--- START Given text ---

Nobbs’ NSW Pride teammates know how to handle the heat too. Having come from behind to secure a draw in the 2022 Hockey One Grand Final, the Pride ended up on top in the shootout to lift the trophy.
What that result has done, however, is draw a target clearly on the back of the NSW Pride jerseys.
For Nobbs, it places her in a unique position given she missed the last Hockey One League season, playing for HC Klein Zwitserland in the Netherlands. Coming back to play for the state she grew up in, alongside many of her teammates from junior hockey, she knows the side is in a vastly different position to one they found themselves in last year.
“From what the girls were saying, I think they preferred being the underdog,” said Nobbs.
“They felt like that last year so it was quite a bit easier to play without the stress of that. It’s always easier to play a bit more freely when you’re the underdogs.
“But this season is different – we’ve got a new coach, Scotty Barker who is really relaxed. He’s given us a bit of a platform to try and play as freely as possible even with that pressure of being defending champions.”
Whatever Barker has instilled in the squad, it seems to be clicking immediately. After a bye in the opening round, the Pride women opened up a 3-0 lead in the opening 15 minutes against Brisbane Blaze (the team they beat in last year’s grand final) and they were never headed as they got their title defence underway in the best way possible.

--- END Given text ---
--- START Data extract ---

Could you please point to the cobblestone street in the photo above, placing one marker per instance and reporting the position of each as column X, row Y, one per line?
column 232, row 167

--- END Data extract ---

=== Goal ===
Continue the NSW Pride hockey article above, starting right after its final sentence.

=== Solved problem ===
“It was really good,” said Nobbs. “It was obviously the first time the team had played as a ‘team’ as well because half of us are based in Perth…but it was really fun. All the girls are great so it was easy to just come into the team and play together.
“A lot of us have played juniors together so it was a really good game.”
Having set up a life in Perth where she trains in the national Hockeyroos setup (“I’ve got a job and a dog there!”), Nobbs – like many other Hockeyroos and Kookaburras playing Hockey One – is juggling commitments while still aiming to contribute to a successful campaign with the Pride.
With national players spread throughout the league, and having played at the highest level of the game, Nobbs is impressed by the quality of the hockey required to be successful in the JDH Hockey One League.
“Brisbane are arguably one of the fiercest teams and the standard was really high,” she said.
“We share a fair number of the national players across both of our teams, so based on game one the standard is at a cracking level.”
Returning to the pitch she has played on countless times in her career this Sunday, Nobbs is excited by the prospect of taking on HC Melbourne at home.
“I can’t wait,” she said. “I’ll have family and friends up in the stands so I’m really excited to play our first home match and I think it’s just going to be even more comfortable knowing that we’ve all played a game together and we’re back playing in our familiar environment.”
The women’s and men’s double header between NSW Pride and HC Melbourne is on Sunday afternoon at the Sydney Olympic Park Hockey Centre. The women’s match starts at 1:30pm AEDT followed by the men at 3pm.